*** Opening of TASK DATA ***

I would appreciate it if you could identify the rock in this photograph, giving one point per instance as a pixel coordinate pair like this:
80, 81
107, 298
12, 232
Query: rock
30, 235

*** Close of TASK DATA ***

### WHAT NEEDS TO BE DONE:
Retype the data. Every line must match the original exactly.

### RESPONSE TO THE EXERCISE:
I would appreciate it if you could identify the rock in this photograph, giving one point per instance as a pixel coordinate pair like this:
80, 81
107, 298
12, 232
Query: rock
30, 235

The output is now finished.